### AVAILABLE DATA

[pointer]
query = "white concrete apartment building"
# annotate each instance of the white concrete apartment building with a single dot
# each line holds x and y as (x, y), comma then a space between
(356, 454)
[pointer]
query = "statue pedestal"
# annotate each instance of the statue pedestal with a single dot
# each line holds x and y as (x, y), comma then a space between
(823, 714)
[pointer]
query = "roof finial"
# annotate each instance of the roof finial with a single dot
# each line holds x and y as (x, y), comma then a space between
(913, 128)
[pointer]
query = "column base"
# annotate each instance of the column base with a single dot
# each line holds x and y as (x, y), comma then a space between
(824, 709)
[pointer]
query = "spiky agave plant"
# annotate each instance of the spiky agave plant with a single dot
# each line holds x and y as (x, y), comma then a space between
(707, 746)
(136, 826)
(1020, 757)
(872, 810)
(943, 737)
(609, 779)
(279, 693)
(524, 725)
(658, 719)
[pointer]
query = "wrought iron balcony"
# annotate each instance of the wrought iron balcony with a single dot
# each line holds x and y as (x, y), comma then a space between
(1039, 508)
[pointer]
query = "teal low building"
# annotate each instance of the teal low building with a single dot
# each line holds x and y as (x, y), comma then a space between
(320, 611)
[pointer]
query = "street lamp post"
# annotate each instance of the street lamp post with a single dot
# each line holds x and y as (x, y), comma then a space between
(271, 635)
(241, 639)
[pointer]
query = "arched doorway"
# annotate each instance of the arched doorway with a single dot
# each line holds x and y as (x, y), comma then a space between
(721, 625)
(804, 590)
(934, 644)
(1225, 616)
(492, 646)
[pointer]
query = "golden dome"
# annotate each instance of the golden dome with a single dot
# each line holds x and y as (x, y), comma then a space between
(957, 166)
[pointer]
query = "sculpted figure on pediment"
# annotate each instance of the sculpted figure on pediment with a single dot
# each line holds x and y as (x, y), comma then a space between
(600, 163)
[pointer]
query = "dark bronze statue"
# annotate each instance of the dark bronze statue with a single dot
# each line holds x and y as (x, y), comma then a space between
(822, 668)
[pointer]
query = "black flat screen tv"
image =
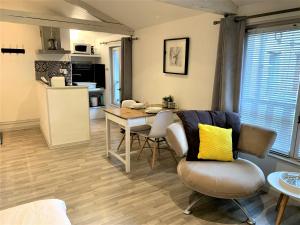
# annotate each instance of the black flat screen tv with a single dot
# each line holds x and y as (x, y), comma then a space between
(84, 72)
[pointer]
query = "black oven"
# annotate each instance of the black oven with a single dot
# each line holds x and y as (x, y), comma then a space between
(86, 72)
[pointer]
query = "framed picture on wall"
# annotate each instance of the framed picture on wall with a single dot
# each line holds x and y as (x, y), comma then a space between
(176, 56)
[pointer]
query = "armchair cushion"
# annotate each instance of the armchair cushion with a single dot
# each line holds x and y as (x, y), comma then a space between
(255, 140)
(238, 179)
(215, 143)
(190, 120)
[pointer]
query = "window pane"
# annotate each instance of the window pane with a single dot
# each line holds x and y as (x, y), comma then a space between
(270, 83)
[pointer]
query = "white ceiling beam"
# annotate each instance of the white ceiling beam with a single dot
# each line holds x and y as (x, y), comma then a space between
(95, 12)
(62, 22)
(215, 6)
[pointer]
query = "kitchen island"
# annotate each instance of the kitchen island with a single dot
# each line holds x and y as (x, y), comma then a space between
(64, 114)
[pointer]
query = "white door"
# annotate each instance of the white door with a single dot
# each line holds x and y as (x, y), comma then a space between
(116, 75)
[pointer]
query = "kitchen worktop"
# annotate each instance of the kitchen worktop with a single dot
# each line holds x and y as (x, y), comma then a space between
(64, 114)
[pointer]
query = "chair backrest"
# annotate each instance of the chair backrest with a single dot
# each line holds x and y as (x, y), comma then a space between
(160, 124)
(127, 103)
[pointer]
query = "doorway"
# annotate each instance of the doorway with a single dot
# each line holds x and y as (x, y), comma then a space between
(115, 53)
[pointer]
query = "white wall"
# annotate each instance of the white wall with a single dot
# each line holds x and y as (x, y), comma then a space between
(18, 98)
(192, 91)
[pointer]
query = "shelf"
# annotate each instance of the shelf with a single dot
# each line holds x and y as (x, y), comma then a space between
(58, 52)
(98, 107)
(86, 56)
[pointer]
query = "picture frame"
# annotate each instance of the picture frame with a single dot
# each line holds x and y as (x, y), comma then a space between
(176, 56)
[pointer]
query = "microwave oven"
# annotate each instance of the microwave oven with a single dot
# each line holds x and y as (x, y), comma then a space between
(82, 48)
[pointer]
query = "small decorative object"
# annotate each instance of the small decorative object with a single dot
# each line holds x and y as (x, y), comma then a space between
(13, 50)
(176, 55)
(153, 109)
(52, 42)
(168, 102)
(290, 181)
(138, 105)
(171, 105)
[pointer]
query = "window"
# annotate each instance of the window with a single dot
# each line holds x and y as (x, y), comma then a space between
(116, 75)
(270, 85)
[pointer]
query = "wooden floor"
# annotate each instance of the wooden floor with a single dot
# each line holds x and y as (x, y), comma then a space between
(97, 191)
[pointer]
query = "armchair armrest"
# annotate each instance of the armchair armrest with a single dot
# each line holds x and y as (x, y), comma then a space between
(177, 139)
(255, 140)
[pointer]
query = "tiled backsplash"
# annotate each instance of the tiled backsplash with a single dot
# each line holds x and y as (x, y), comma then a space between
(50, 69)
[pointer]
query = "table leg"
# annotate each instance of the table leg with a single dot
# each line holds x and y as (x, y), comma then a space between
(282, 201)
(108, 137)
(127, 149)
(278, 202)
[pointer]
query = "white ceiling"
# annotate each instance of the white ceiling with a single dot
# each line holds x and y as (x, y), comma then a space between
(135, 13)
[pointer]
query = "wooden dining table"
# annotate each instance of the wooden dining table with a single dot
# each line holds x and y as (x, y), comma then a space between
(127, 118)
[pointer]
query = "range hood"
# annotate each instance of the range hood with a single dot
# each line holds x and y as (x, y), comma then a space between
(51, 43)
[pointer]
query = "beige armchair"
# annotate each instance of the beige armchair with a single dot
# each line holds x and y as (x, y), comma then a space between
(227, 180)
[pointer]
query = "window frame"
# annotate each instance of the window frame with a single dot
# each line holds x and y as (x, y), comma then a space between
(294, 151)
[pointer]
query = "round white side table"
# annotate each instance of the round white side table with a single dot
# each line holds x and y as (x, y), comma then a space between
(273, 180)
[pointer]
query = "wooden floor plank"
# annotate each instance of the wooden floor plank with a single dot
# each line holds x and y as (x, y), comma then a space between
(97, 191)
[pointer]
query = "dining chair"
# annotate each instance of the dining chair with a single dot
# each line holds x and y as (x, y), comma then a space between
(157, 134)
(128, 104)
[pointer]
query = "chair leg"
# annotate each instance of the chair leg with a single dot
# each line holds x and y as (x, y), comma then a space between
(171, 150)
(158, 143)
(131, 140)
(142, 148)
(188, 209)
(250, 220)
(138, 138)
(122, 140)
(155, 149)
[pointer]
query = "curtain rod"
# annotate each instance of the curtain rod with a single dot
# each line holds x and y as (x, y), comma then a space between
(107, 42)
(240, 18)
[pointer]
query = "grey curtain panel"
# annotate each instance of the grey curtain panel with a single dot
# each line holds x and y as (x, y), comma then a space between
(227, 82)
(126, 68)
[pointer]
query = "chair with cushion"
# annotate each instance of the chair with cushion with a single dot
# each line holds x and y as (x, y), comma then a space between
(157, 134)
(134, 136)
(227, 180)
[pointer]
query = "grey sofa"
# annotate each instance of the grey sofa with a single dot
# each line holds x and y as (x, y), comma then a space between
(228, 180)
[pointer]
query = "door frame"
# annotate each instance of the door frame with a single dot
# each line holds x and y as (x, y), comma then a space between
(112, 74)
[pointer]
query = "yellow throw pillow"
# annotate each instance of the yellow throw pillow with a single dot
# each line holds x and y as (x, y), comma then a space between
(215, 143)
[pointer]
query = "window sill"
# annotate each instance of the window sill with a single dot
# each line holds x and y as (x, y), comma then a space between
(288, 160)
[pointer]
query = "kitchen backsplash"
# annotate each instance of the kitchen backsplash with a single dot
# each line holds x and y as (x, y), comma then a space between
(50, 69)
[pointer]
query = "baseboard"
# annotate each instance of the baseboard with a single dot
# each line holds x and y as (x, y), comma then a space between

### REQUIRED TASK
Extract every line of the records above that contains the string "screen", treating uppercase and lowercase letters as distinct.

### EXERCISE RESULT
query = "black flat screen tv"
# annotate each instance of the black flat screen tv with a single dot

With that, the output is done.